Brief A:
Show every line of the listing that contains the string "pavement". Case counts.

Complex loop that worked in 18.4 not accel in 18.7

Hi,

Here is another example of code not being parallelized in 18.7 when it was in 18.4 and before.

The loop is:

!$acc parallel default(present) present(fj,b)
!$acc loop
      do k=2,npm1
!$acc loop
        do j=2,ntm1
!$acc loop
          do i=1,nrm1
            fj%r(i,j,k)=( ( st(j  )*b%p(i,j  ,k)                     -st
     &(j-1)*b%p(i,j-1,k))*dth_i(j)                   -(b%t(i,j,k)-b%t(i,
     &j,k-1))*dp_mult*dph_i(k)                  )*r_i(i)*sth_i(j)
          enddo
        enddo
      enddo
c
!$acc loop
      do k=2,npm1
!$acc loop
        do j=jm0,jm1
          do i=2,nrm1
        fj%t(i,j,k)=( (b%r(i,j,k)-b%r(i,j,k-1))*dp_mult*dph_i(k)*st_i(j)
     &                   -( r(i  )*b%p(i  ,j,k)                     -r(i
     &-1)*b%p(i-1,j,k))*drh_i(i)                  )*rh_i(i)
          enddo
          fj%t( 1,j,k)=(fj%t(2,j,k)+(fj%t(2,j,k)-fj%t(2+1,j,k))*dr(2-1)*
     &dr_i(2))
          fj%t(nr,j,k)=(fj%t(nrm1,j,k)+(fj%t(nrm1,j,k)-fj%t(nrm1-1,j,k))
     &*dr(nrm1)*dr_i(nrm1-1))

Records for this exercise:
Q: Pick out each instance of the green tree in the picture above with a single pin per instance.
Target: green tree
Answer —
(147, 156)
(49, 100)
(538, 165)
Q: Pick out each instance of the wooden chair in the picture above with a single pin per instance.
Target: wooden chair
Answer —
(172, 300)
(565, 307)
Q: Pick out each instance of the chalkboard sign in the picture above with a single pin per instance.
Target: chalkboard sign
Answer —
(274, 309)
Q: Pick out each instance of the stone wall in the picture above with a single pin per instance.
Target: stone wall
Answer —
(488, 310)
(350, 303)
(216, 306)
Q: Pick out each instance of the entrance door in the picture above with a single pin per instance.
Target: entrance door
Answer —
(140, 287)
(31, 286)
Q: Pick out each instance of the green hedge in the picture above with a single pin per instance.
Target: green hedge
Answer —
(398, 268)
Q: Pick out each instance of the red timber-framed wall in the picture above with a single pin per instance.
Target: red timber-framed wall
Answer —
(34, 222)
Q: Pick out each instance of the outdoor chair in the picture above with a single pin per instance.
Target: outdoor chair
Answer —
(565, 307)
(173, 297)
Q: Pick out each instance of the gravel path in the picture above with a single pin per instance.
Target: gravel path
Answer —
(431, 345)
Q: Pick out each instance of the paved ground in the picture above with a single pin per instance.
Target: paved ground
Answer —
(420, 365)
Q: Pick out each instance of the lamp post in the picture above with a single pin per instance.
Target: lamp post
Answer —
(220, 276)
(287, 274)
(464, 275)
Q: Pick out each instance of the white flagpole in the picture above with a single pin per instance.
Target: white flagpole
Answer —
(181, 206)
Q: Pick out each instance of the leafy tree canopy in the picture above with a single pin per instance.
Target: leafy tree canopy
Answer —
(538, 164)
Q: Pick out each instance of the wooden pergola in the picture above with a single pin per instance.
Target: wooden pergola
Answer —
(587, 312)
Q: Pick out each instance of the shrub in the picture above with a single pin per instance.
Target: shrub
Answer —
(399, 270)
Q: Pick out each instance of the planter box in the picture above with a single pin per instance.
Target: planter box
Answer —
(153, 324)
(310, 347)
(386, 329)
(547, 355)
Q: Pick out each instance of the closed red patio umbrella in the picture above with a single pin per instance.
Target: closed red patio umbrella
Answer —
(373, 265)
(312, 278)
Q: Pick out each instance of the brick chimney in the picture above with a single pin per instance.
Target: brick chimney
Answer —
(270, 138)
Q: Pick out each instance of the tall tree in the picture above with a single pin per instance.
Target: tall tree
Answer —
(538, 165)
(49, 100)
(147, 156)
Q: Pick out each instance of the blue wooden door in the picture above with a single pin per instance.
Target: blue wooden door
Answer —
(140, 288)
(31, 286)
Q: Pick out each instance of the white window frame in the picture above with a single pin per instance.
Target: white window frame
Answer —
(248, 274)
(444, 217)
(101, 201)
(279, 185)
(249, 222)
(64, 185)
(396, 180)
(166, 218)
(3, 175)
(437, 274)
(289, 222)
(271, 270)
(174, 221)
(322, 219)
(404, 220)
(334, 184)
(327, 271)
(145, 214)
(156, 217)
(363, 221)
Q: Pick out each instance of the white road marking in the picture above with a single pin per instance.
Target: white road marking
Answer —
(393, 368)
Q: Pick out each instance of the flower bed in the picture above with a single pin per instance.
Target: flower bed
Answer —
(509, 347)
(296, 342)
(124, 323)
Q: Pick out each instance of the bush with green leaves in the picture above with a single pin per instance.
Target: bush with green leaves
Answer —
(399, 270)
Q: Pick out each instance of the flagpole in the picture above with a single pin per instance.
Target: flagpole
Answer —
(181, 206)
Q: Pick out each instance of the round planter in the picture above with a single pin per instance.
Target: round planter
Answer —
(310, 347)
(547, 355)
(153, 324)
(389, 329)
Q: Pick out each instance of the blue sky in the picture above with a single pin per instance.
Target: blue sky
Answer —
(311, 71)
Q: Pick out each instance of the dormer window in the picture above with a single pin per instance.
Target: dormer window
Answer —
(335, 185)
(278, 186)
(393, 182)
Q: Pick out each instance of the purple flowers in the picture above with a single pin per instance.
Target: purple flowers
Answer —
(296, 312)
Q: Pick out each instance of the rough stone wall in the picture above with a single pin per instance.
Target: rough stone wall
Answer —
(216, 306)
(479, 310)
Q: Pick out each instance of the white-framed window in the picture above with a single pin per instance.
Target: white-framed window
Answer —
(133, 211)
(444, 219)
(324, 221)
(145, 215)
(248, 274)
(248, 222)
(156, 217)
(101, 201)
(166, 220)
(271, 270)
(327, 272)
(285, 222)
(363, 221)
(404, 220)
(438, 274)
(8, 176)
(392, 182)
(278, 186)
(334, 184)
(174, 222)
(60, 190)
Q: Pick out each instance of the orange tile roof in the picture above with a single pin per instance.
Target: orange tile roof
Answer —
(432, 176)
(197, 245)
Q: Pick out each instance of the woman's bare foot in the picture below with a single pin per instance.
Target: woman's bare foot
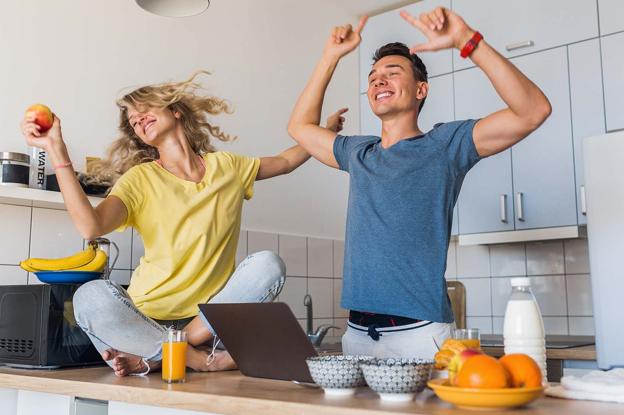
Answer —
(125, 364)
(200, 361)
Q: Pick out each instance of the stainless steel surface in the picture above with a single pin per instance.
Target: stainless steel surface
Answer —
(544, 234)
(519, 197)
(315, 337)
(503, 208)
(519, 45)
(17, 157)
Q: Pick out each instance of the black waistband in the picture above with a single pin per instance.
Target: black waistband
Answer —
(362, 318)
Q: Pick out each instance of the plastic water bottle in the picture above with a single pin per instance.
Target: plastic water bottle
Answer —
(523, 329)
(38, 168)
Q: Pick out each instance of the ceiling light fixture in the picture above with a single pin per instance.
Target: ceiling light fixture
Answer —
(174, 8)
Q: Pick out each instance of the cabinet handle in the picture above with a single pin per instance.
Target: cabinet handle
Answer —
(519, 197)
(519, 45)
(503, 207)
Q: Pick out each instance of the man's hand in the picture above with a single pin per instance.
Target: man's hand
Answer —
(443, 29)
(335, 122)
(343, 40)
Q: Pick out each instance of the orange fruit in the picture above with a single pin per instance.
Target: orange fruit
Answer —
(523, 371)
(483, 372)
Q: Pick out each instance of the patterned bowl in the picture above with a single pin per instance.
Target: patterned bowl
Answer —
(397, 379)
(338, 375)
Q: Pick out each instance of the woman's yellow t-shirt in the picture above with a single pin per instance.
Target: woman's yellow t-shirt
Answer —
(190, 231)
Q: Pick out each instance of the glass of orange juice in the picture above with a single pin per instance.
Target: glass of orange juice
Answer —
(174, 356)
(469, 337)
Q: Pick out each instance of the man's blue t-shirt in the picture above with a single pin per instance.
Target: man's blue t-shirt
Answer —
(399, 219)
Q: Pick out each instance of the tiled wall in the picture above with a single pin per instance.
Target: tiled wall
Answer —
(560, 280)
(559, 270)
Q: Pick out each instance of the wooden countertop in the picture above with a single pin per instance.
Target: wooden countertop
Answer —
(232, 393)
(572, 353)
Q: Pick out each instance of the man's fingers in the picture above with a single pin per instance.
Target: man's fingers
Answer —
(426, 19)
(421, 47)
(414, 22)
(361, 24)
(439, 12)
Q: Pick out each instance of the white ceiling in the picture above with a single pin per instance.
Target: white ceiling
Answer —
(371, 7)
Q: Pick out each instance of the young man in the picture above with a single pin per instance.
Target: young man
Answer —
(405, 183)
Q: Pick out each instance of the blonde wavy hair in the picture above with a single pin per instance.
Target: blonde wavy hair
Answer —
(183, 97)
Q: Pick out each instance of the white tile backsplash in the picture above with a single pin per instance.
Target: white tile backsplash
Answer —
(451, 262)
(545, 258)
(15, 240)
(138, 249)
(579, 295)
(581, 326)
(484, 324)
(293, 250)
(473, 261)
(53, 234)
(576, 256)
(550, 294)
(338, 258)
(261, 241)
(478, 297)
(241, 248)
(320, 258)
(293, 293)
(508, 260)
(555, 325)
(338, 310)
(13, 275)
(322, 292)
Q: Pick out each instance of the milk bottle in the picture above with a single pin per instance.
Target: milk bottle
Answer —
(523, 329)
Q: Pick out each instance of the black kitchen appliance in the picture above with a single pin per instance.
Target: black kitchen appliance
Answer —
(38, 329)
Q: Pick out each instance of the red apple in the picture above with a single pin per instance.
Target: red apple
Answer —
(457, 362)
(43, 116)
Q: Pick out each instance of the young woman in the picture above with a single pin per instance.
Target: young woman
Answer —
(185, 200)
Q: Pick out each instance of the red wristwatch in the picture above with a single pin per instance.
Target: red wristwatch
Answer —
(470, 45)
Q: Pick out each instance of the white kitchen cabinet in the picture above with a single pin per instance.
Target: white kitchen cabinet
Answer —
(485, 201)
(519, 27)
(542, 163)
(587, 107)
(613, 75)
(390, 27)
(611, 13)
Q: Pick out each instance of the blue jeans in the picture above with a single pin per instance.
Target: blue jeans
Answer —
(105, 311)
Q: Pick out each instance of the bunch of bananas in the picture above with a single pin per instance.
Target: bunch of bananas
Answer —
(90, 259)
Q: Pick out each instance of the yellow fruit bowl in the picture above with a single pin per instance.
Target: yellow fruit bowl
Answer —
(484, 398)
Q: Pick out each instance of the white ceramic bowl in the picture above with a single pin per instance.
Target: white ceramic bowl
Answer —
(397, 379)
(338, 375)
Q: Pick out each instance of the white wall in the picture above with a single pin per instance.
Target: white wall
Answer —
(76, 56)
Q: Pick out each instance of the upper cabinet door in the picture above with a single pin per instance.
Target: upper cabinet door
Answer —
(485, 202)
(587, 108)
(613, 73)
(518, 27)
(390, 27)
(543, 167)
(611, 13)
(438, 106)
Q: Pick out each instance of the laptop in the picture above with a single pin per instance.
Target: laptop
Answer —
(264, 339)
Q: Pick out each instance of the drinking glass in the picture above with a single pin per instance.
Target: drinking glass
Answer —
(174, 356)
(469, 337)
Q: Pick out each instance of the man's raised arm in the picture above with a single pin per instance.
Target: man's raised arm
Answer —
(305, 118)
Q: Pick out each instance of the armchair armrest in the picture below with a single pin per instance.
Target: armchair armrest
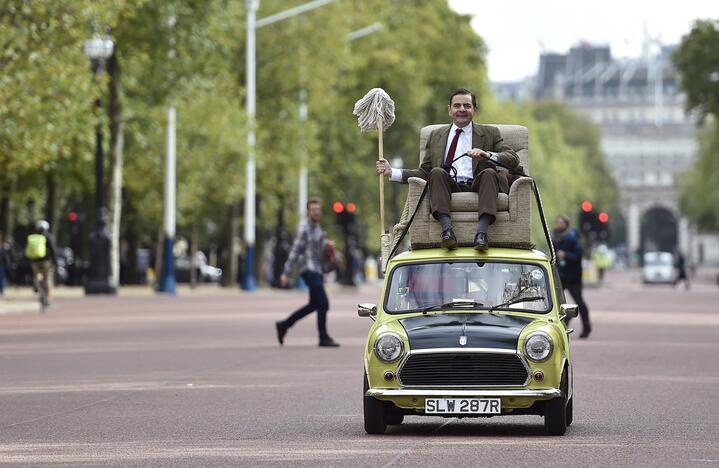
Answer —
(520, 199)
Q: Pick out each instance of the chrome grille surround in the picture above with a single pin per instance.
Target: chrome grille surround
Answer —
(457, 352)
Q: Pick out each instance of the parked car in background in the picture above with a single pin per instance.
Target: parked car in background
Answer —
(658, 267)
(205, 273)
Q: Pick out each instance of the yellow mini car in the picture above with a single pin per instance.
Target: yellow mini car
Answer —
(468, 334)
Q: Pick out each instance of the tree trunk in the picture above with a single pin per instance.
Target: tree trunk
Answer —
(51, 213)
(7, 223)
(229, 275)
(114, 110)
(193, 255)
(158, 257)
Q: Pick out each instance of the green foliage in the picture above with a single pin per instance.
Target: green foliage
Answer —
(697, 61)
(699, 197)
(197, 64)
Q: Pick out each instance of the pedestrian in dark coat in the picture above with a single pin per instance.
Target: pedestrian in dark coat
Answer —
(568, 247)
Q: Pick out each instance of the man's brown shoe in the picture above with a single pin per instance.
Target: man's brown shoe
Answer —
(449, 240)
(481, 242)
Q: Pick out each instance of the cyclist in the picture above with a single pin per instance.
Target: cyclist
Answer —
(42, 253)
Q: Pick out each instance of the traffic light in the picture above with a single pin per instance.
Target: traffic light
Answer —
(586, 217)
(603, 228)
(347, 221)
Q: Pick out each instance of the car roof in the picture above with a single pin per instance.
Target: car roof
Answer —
(469, 253)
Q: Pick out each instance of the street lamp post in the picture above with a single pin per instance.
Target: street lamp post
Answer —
(304, 173)
(99, 280)
(253, 24)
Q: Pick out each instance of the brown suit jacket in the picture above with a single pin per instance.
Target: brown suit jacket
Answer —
(485, 137)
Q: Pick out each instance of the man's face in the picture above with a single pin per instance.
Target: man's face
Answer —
(461, 110)
(314, 212)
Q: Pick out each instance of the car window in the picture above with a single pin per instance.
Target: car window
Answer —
(415, 286)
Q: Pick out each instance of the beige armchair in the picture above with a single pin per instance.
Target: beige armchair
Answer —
(512, 227)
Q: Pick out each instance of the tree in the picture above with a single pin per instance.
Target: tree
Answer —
(697, 61)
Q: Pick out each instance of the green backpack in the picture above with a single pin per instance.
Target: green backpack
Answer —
(36, 248)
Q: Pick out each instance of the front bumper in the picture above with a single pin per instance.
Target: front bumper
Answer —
(403, 392)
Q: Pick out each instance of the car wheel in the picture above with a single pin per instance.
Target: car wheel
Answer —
(374, 413)
(555, 412)
(394, 418)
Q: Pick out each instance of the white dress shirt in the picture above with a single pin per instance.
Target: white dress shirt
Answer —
(462, 165)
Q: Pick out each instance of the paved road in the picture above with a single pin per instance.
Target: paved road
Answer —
(199, 380)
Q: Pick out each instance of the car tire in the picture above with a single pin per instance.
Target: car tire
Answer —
(374, 412)
(394, 418)
(555, 412)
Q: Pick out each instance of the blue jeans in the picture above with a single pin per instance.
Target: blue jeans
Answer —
(318, 302)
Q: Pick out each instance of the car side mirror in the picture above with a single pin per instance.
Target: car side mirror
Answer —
(568, 311)
(367, 310)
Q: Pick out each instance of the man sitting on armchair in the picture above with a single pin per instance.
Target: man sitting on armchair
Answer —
(446, 171)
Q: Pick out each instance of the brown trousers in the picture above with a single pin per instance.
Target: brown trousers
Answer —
(442, 185)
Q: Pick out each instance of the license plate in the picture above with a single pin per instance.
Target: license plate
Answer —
(462, 406)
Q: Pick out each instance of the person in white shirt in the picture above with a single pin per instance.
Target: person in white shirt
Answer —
(447, 171)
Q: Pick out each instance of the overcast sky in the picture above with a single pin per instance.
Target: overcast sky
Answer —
(516, 31)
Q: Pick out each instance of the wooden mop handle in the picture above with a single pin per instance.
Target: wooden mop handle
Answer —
(380, 127)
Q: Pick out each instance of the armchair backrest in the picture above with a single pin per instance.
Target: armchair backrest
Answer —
(515, 136)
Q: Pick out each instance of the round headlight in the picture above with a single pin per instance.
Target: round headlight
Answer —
(538, 346)
(389, 347)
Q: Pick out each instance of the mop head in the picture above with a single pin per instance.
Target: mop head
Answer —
(375, 104)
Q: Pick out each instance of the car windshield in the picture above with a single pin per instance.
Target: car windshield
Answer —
(658, 259)
(478, 285)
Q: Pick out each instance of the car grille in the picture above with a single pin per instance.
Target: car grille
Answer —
(463, 370)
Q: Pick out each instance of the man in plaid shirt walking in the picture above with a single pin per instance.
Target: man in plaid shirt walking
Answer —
(306, 256)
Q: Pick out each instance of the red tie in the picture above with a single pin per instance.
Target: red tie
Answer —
(453, 147)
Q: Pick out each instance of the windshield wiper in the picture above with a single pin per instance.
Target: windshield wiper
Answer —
(515, 301)
(452, 305)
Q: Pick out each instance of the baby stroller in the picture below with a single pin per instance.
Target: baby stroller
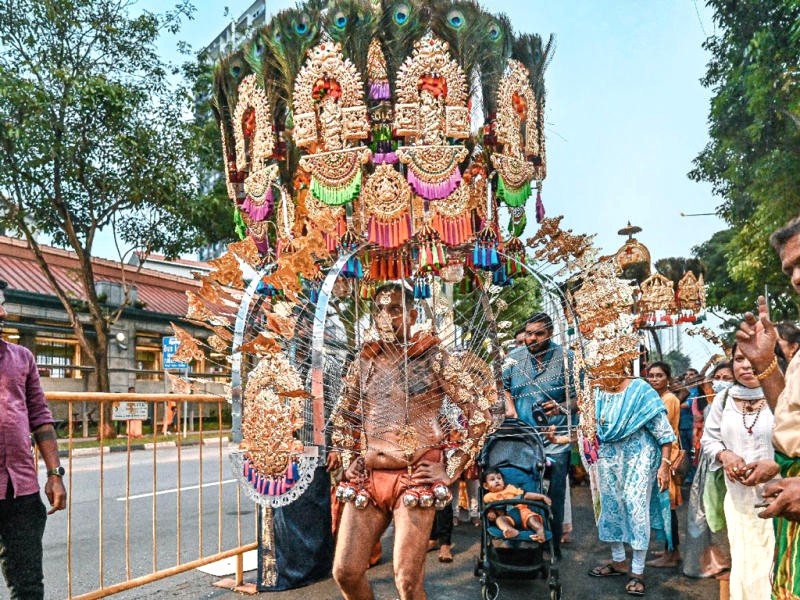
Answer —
(516, 450)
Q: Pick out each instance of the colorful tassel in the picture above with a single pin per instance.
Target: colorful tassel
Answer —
(435, 191)
(513, 196)
(539, 204)
(379, 90)
(352, 268)
(431, 251)
(484, 253)
(422, 287)
(239, 224)
(261, 210)
(336, 196)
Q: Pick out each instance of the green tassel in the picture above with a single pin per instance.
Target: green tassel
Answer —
(336, 196)
(241, 228)
(513, 196)
(517, 228)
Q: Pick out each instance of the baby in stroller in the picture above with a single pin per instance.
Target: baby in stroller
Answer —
(520, 515)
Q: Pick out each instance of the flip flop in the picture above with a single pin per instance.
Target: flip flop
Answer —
(632, 592)
(606, 571)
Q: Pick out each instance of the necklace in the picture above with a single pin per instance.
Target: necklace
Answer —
(749, 428)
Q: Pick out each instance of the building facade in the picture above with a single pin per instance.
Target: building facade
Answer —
(157, 289)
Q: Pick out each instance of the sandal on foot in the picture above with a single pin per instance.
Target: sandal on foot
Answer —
(632, 586)
(606, 571)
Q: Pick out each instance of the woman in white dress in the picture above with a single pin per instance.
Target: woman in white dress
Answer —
(738, 432)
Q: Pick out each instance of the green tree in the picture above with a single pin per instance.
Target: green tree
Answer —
(736, 297)
(212, 212)
(753, 158)
(674, 268)
(93, 136)
(678, 361)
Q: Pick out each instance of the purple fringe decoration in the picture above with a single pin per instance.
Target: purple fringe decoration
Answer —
(259, 212)
(539, 207)
(379, 90)
(262, 245)
(379, 158)
(435, 191)
(271, 486)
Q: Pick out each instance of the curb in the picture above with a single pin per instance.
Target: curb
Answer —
(64, 453)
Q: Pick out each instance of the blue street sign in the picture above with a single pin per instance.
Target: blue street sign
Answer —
(169, 346)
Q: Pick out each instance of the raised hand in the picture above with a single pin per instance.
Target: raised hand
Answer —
(757, 337)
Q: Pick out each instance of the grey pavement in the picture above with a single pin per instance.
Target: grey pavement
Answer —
(175, 480)
(455, 581)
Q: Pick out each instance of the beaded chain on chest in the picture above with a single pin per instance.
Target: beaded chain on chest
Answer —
(749, 408)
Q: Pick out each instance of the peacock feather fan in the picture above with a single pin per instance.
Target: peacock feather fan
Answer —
(225, 94)
(495, 50)
(289, 35)
(353, 24)
(402, 23)
(536, 55)
(255, 53)
(458, 23)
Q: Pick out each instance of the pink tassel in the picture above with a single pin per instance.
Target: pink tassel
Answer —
(539, 207)
(435, 191)
(259, 211)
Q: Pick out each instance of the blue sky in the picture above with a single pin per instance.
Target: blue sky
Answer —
(626, 114)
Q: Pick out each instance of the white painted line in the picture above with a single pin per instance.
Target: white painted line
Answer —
(175, 490)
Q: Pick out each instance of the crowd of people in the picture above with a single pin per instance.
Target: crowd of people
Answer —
(724, 438)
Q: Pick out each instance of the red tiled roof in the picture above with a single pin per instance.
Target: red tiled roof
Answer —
(180, 261)
(160, 292)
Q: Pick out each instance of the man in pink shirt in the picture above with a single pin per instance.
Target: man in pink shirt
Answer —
(24, 412)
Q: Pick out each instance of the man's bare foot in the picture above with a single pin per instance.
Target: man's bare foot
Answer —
(666, 561)
(510, 533)
(445, 553)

Brief B:
Supply the next part of the forum post about the loop that was parallelized in 18.4 but not in 18.7, starting after its last line.

Answer A:
Q: Pick out each instance of the grey pavement in the picture above with a single pin per instance.
Target: grey pavement

Answer B:
        enddo
      enddo
...

and the compiler says:

  18274, Generating present(fj)
         Generating implicit present(dr_i(:),st(1:ntm1),r_i(1:nrm1),dr(:),dph_i(2:npm1),sth_i(2:ntm1),st_i(jm0:jm1),r(1:nrm1),drh_i(2:nrm1),rh_i(2:nrm1))
         Generating present(b)
  18278, Loop is parallelizable
  18280, Loop is parallelizable
  18291, Loop is parallelizable
  18292, Complex loop carried dependence of b%r$p,b%p$p,r,fj%t$p prevents parallelization
  18307, Loop is parallelizable
  18308, Complex loop carried dependence of b%t$p,r,b%r$p,fj%p$p prevents parallelization
set_pole_bc_avec_acc:

I know having those two boundary lines in the second loop is strange but it seemed to work before. Is there a better way to do this?

  • Ron

Hi Ron,

Can you post the complete compiler feedback messages for this loop? Also, what are the line numbers for this code? (So I can correlate them to the feedback).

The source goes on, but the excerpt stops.